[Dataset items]
━━━

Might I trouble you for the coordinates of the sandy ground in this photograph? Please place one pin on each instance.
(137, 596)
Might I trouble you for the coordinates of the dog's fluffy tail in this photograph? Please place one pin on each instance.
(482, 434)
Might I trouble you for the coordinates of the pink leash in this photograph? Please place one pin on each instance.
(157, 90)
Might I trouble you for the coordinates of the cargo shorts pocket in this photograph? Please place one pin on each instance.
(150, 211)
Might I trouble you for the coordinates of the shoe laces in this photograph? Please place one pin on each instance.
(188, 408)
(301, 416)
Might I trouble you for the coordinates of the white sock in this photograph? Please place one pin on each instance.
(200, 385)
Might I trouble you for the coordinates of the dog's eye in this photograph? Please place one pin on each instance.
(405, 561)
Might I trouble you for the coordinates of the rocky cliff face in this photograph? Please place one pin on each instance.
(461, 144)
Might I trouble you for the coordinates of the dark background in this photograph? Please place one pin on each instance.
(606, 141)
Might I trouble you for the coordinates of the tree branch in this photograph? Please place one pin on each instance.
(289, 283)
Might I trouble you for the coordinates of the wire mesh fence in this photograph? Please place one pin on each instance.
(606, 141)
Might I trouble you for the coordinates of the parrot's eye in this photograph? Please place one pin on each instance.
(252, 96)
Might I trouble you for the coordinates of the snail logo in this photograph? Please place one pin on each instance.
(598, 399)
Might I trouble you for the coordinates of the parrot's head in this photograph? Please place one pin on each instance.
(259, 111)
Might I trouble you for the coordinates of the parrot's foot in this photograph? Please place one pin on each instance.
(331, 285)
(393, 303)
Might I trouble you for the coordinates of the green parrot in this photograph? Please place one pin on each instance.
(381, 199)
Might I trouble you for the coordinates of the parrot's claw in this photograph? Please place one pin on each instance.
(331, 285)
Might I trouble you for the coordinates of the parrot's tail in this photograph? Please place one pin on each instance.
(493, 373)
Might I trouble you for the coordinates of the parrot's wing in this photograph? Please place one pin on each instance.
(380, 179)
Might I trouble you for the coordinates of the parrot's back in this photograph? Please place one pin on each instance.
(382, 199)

━━━

For this exercise, give the entries above again with no difference at all.

#### [Exercise solution]
Might I trouble you for the coordinates of the sandy ground in this photograph? Please place one pin on each instance.
(137, 596)
Might I trouble you for the coordinates of the dog's fluffy tail in this photograph? Please place one pin on each instance.
(482, 434)
Might I trouble you for the coordinates of the pink leash in this photograph? Please place one pin on each instance.
(157, 90)
Might I trouble you for the coordinates of the cargo shorts pocket in this photograph? Please place one pin on each instance.
(150, 211)
Might I trouble you for the coordinates of the shoe laces in this photograph? Please place one pin on each instance.
(188, 408)
(301, 416)
Might I trouble you for the coordinates of the white sock in this photograph? Please place one pin on each instance.
(200, 385)
Might I trouble you for the coordinates of the dog's eye in this photograph? Please place one pin on each instance.
(405, 561)
Might I trouble you for the coordinates of the rocky cliff face in this photograph? Please place one pin on each instance.
(461, 144)
Might I trouble you for the coordinates of the dark background in this photograph? Please place one pin on each instance.
(606, 141)
Might I trouble you for the coordinates of the tree branch in this photograph? Please place one pin on each instance.
(289, 283)
Might I trouble you for the coordinates of the wire mesh fence in this photograph? Please place one pin on each instance.
(606, 141)
Might I trouble you for the coordinates of the parrot's eye in this photograph? Please place one pin on each instance.
(252, 96)
Might I trouble you for the coordinates of the snail logo in this photograph? Please place one pin on each instance.
(598, 399)
Might I trouble you for the coordinates of the parrot's head in this photograph? Please place one pin on each instance.
(259, 111)
Might I trouble you for the coordinates of the parrot's foot in this photograph? Please place one pin on each instance.
(331, 285)
(393, 303)
Might I trouble you for the coordinates of the green parrot in this photograph? Please place one pin on each instance.
(381, 199)
Might I trouble you for the coordinates of the parrot's claw in this photograph? Please place one pin on each instance.
(331, 285)
Might I trouble you for the coordinates of the parrot's tail in this photograph? Please place one pin on each instance.
(493, 373)
Might I trouble you for the coordinates of the parrot's wing in this photograph? Please place one pin on each instance.
(380, 179)
Might I trouble you for the coordinates of the parrot's back in this photograph? Please place one pin on each instance.
(382, 199)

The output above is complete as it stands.